Kun je de alinea die begint met "In deze post-oudbabylonische periode" uit het tekstfragment over het zondvloedverhaal als beknopte lijst herschrijven, met behoud van de belangrijkste feiten?

- Tekstfragment -
────
In deze post-oudbabylonische periode heeft het zondvloedverhaal zich ook verbreid over heel het Nabije Oosten: Syrië-Ugarit (Fragment RS 22, 421), Anatolië-Hattusas (Atrahyasis-fragment KUB VIII 63) en Palestina-Jeruzalem (J-traditie in de bijbel). Ook de babylonische priester Berossus vertelt over de z. in het tweede boek van zijn Babyloniaca. Het eigenlijke zondvloedverhaal verloopt globaal als volgt:
(tussen haakjes de plaats in de verschillende versies [Atr. = Atralyasis; Sum. Z. = sumerisch z.verhaal; Gilg. = Gilgames-epos; J = Jahwist-traditie in de bijbel; P = Priestercodex-traditie in de bijbel] en de grote verschillen, die juist de totaal verschillende theologische benadering markeren):
a. De goden besluiten de z. over de mensheid te brengen (Atr. II vii-viii; Sum. Z. 135-144; Gilg. XI 14-19; J:Gn 6, 5-8: Jahweh; P:Gn 6, 9-12: God).
────
- Opgesomde records -
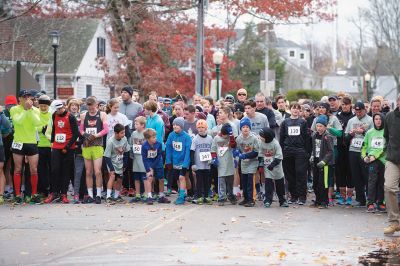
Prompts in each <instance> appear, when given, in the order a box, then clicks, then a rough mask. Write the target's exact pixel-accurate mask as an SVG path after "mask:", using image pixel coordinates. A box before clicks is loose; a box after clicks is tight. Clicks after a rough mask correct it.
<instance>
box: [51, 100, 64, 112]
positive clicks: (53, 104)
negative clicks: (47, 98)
────
- Schriftelijk antwoord -
- In de post-oudbabylonische periode verspreidde het zondvloedverhaal zich over het hele Nabije Oosten:
  - Syrië-Ugarit (Fragment RS 22, 421)
  - Anatolië-Hattusas (Atrahyasis-fragment KUB VIII 63)
  - Palestina-Jeruzalem (J-traditie in de bijbel)
- De babylonische priester Berossus vertelt over de zondvloed in het tweede boek van zijn Babyloniaca.
- Daarna volgt het globale verloop van het eigenlijke zondvloedverhaal.